===== PASSAGE PROVIDED =====

Holbrook Chronicles: A Quirky Journey Through Time and Asphalt Picture of the Month - Holbrook, Arizona

White tee pee-shaped motel rooms with classic car parked outside on Route 66 in Holbrook, Arizona
Nostalgic Nights: The Historic Tee Pee Motel of Route 66 – Step back in time with a glimpse of the historic TeePee Motel on Route 66 in Holbrook, Arizona—where classic cars and unique accommodations summon the spirit of America’s golden age of road travel.

Earlier this year, in a fit of cartographic embarrassment, I noticed my Arizona map was as barren in the northeast corner as my understanding of quantum physics. We use the map to bookmark locations we’ve visited and shared with you. “We must address this travesty,” I declared, or perhaps just thought loudly. Thus, Queen Anne and I embarked on an expedition to Holbrook, a place as famed for its petrified wood as my living room is for lost remote controls.

Upon our grand arrival in Holbrook, it became immediately clear how the town’s history was as layered as my attempt at a seven-layer dip, which never made it past layer three. From the ancient trading routes that seemed slightly busier than my last garage sale to the modern buzz of I-40, which promised the thrill of gas stations and fast food, Holbrook whispered tales of change. And by whispered, I mean it mumbled incoherently, much like Uncle Ray after his third Thanksgiving cocktail.

Wide-angle photo of playful dinosaur sculptures in a rock shop yard in Holbrook, Arizona, with petrified wood for sale
Petrified Pals: The Dinosaur Ambassadors of Holbrook’s Rock Shop – Encounter the past in a playful panorama with Holbrook’s roadside dinosaurs, a nod to the rich paleontological history unearthed at the nearby Petrified Forest National Park.

===== RECORDS SUPPLIED =====

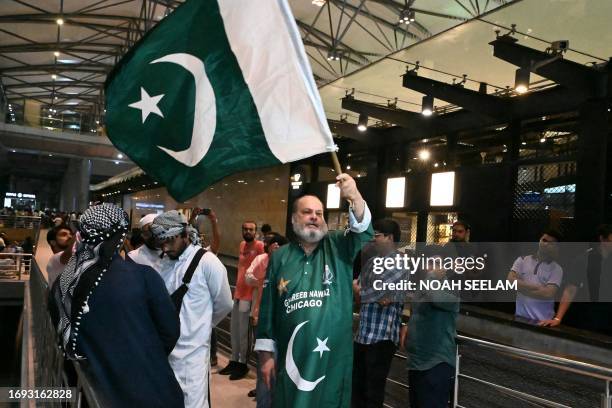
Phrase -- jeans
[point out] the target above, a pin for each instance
(371, 364)
(431, 388)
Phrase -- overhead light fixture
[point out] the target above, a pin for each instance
(362, 125)
(333, 55)
(407, 16)
(521, 80)
(424, 154)
(427, 106)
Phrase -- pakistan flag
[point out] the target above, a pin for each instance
(306, 316)
(217, 87)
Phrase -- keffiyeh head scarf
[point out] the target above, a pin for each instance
(170, 225)
(102, 230)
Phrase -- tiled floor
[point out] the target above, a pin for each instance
(230, 394)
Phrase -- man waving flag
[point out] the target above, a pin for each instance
(217, 87)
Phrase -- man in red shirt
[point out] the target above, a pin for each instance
(249, 249)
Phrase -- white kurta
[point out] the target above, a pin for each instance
(143, 255)
(205, 304)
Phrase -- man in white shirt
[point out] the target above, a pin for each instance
(207, 301)
(61, 240)
(147, 254)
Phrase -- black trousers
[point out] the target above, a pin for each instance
(371, 364)
(431, 388)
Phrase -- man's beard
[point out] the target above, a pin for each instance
(309, 236)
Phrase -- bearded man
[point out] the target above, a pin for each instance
(305, 320)
(147, 254)
(243, 296)
(205, 303)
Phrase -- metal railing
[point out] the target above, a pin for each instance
(560, 363)
(14, 266)
(19, 221)
(49, 368)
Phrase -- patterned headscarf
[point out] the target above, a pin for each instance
(170, 225)
(102, 229)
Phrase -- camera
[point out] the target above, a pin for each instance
(560, 46)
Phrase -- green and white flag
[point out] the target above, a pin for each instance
(217, 87)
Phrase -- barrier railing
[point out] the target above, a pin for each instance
(560, 363)
(14, 266)
(18, 221)
(564, 364)
(48, 368)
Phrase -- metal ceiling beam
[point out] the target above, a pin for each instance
(580, 78)
(471, 100)
(326, 39)
(371, 136)
(388, 114)
(380, 20)
(535, 105)
(62, 84)
(97, 68)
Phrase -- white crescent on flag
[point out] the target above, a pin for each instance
(204, 113)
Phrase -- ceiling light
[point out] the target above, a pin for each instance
(424, 154)
(521, 80)
(427, 107)
(407, 16)
(333, 55)
(362, 125)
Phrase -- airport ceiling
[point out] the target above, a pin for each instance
(66, 65)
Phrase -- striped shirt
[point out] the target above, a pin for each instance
(378, 323)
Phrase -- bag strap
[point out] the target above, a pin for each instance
(194, 264)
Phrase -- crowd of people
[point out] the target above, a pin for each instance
(138, 308)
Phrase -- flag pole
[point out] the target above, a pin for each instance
(336, 163)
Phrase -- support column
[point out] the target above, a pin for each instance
(75, 186)
(591, 169)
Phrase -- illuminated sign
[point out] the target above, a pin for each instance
(296, 183)
(333, 196)
(396, 192)
(20, 195)
(442, 189)
(149, 205)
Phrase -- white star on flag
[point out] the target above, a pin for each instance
(147, 104)
(321, 347)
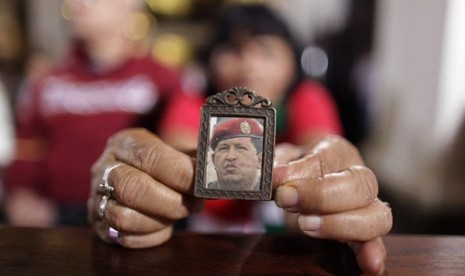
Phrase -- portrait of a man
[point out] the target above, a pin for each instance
(237, 145)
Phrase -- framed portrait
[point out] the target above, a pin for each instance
(236, 146)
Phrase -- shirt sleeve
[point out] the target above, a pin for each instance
(27, 168)
(312, 109)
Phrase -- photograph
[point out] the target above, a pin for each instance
(236, 146)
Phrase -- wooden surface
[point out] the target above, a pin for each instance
(27, 251)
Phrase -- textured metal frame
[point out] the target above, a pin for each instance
(242, 103)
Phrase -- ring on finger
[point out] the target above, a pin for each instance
(113, 234)
(105, 187)
(102, 205)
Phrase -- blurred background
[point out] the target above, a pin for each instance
(393, 67)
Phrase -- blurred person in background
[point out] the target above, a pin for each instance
(142, 186)
(252, 47)
(6, 135)
(65, 118)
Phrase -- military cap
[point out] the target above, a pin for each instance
(236, 127)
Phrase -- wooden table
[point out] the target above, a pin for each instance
(27, 251)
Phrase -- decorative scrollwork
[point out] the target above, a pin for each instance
(238, 97)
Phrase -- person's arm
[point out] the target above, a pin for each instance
(24, 205)
(6, 130)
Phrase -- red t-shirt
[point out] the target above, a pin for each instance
(74, 110)
(309, 108)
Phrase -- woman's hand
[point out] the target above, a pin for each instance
(335, 197)
(152, 188)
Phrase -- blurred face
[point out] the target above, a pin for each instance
(96, 18)
(237, 164)
(262, 63)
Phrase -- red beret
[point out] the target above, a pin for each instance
(236, 127)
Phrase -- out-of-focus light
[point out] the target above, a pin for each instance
(66, 11)
(245, 1)
(139, 26)
(314, 61)
(170, 7)
(172, 50)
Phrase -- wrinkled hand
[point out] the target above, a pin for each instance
(335, 197)
(152, 189)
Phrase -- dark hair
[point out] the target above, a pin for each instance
(251, 19)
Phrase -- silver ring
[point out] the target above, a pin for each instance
(105, 187)
(102, 205)
(113, 234)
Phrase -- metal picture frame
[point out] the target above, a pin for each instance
(235, 113)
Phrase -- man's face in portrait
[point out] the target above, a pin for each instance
(237, 164)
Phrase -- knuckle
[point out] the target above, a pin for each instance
(130, 190)
(122, 220)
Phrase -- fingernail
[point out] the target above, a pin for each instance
(286, 197)
(309, 223)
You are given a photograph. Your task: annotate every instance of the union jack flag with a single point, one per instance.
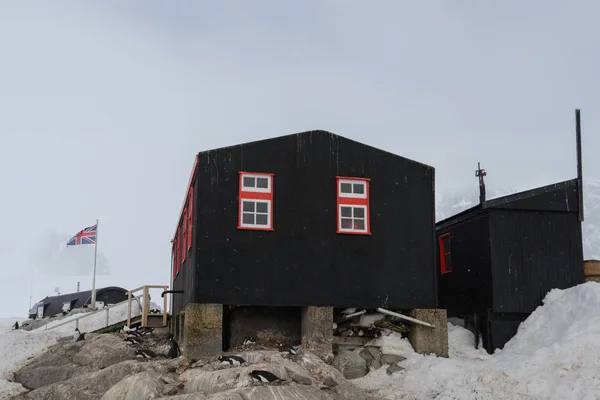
(86, 236)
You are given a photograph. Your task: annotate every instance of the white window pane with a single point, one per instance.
(248, 218)
(346, 212)
(262, 207)
(262, 219)
(359, 224)
(346, 223)
(249, 181)
(359, 188)
(262, 183)
(359, 212)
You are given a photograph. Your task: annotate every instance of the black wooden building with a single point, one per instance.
(306, 219)
(500, 258)
(55, 305)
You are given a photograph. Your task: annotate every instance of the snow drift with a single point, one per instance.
(553, 356)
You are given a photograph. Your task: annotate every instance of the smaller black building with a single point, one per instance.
(500, 258)
(55, 305)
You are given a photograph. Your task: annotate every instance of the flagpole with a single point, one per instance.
(94, 277)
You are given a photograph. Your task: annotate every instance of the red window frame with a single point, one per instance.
(256, 194)
(190, 220)
(176, 258)
(444, 267)
(354, 200)
(184, 235)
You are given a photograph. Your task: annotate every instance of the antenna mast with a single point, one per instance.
(480, 173)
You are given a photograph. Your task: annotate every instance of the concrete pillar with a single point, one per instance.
(180, 327)
(202, 330)
(426, 340)
(317, 331)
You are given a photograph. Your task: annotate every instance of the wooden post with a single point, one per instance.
(128, 309)
(579, 166)
(165, 307)
(145, 308)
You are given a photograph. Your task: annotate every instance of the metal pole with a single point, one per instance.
(579, 166)
(94, 277)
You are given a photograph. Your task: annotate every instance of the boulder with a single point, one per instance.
(347, 391)
(53, 365)
(273, 392)
(141, 386)
(321, 372)
(93, 385)
(350, 364)
(391, 359)
(210, 382)
(103, 351)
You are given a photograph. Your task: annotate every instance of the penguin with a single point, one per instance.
(174, 351)
(232, 360)
(249, 340)
(132, 340)
(145, 353)
(289, 349)
(264, 376)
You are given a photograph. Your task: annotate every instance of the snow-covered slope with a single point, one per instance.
(448, 204)
(553, 356)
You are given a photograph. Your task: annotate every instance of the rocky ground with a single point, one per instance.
(105, 367)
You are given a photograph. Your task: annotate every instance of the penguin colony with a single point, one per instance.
(135, 337)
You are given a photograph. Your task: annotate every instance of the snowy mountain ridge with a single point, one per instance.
(451, 204)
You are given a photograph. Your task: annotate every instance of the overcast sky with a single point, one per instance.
(104, 104)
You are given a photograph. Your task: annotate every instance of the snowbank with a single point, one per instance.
(553, 356)
(15, 348)
(89, 322)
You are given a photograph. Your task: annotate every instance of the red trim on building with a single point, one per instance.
(443, 253)
(353, 201)
(190, 217)
(255, 195)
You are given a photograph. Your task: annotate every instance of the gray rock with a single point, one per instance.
(92, 386)
(393, 369)
(103, 351)
(375, 352)
(209, 382)
(350, 364)
(347, 391)
(391, 359)
(190, 396)
(172, 388)
(320, 371)
(329, 381)
(53, 365)
(141, 386)
(273, 392)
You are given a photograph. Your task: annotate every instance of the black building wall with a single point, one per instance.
(303, 261)
(468, 288)
(533, 252)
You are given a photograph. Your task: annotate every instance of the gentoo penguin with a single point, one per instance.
(145, 353)
(132, 340)
(174, 351)
(232, 360)
(249, 340)
(289, 349)
(263, 376)
(76, 335)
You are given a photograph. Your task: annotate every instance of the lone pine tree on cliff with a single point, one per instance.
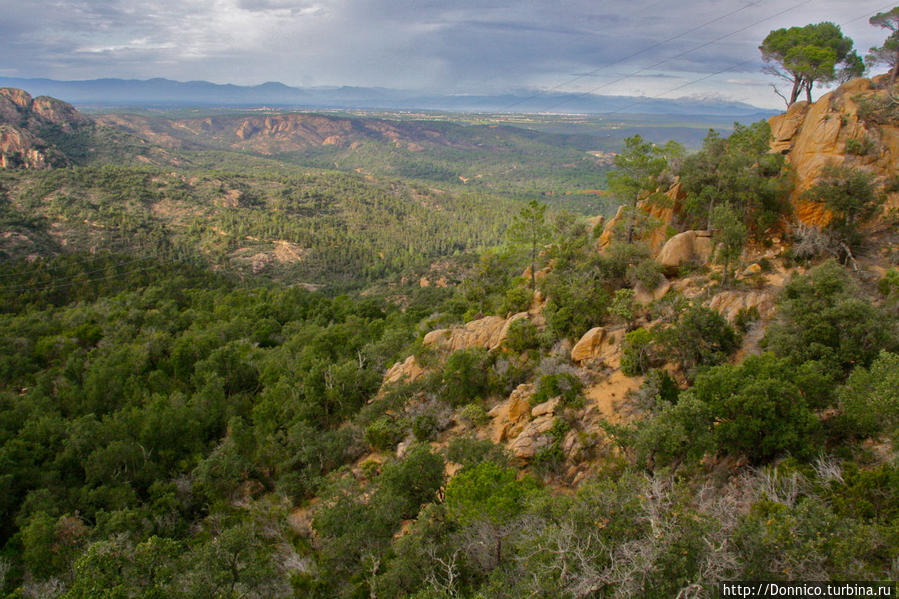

=====

### EXERCISE OBJECTIVE:
Pick up the travel piece about Holbrook, Arizona, at the top of the page, starting right after its last sentence and keeping its voice.

### RESULT:
Diving into the town’s lore, we uncovered tales of early Pueblo peoples, whose idea of commuting was traipsing along the Little Colorado River. They traded goods with the enthusiasm I reserved for exchanging unwanted Christmas gifts. Picture them, settling down by the river’s edge, not to snap sunset selfies, but to swap stories of Coyote, the original trickster who probably invented the concept of “fake news,” and Spider-Woman, the ancient weaver who, unlike me, never blamed her tools for a botched job.

Then came the white men, striding into the horizon with all the subtlety of a brass band in a library. With their grand plans to connect coasts, Lieutenant Whipple and Edward Beale undoubtedly paused to ponder, “Will there be sufficient parking?” Their surveying tales were likely less about the awe of uncharted lands and more about the days when their socks stayed dry.

Early Settlement

In 1876, Mormons fleeing the excitement of Utah found solace in what would become Holbrook, a place that made their former home seem positively Las Vegas-esque in comparison. By then, the town had started to take shape, much like my attempt at sourdough during lockdown—full of hope but ultimately flat.

Our foray into this historical mosaic first led us to the part of town that had seen better days. “I’m not getting out of the car,” declared Queen Anne, with the determination of someone guarding the last slice of pizza. And who could blame her? The charm of the Arizona Rancho and the Bucket of Blood Saloon was as evident as the potential in my high school yearbook photo—present, but requiring a generous imagination.

Pedro Montaño built the Arizona Rancho home here between 1881 and 1883. It started as a single-story plastered adobe building with a high-pitched roof and dormer windows. After it was sold to the Higgins family, it became the Higgins House—a boarding house with a two-story addition. Next, it became the Brunswick Hotel. In the 30s, the west wing was used for Holbrook’s hospital, and during World War II, the Navy leased it to house pilots training at the airfield north of town. Now, it’s listed on the National Historic Registry and appears to be undergoing renovation.

Crossing the street from the train depot is another historic building in decay. It was initially called Terrell’s Cottage Saloon, and it was popular with cowboys and ruffians. After a violent gunfight in 1866 that ended up with two men dead, the street was described as if someone had poured a bucket of blood on it. The name stuck, and the saloon and street name bear the moniker. When we visited, a prominent sign urged people to contribute to saving The Bucket of Blood Saloon.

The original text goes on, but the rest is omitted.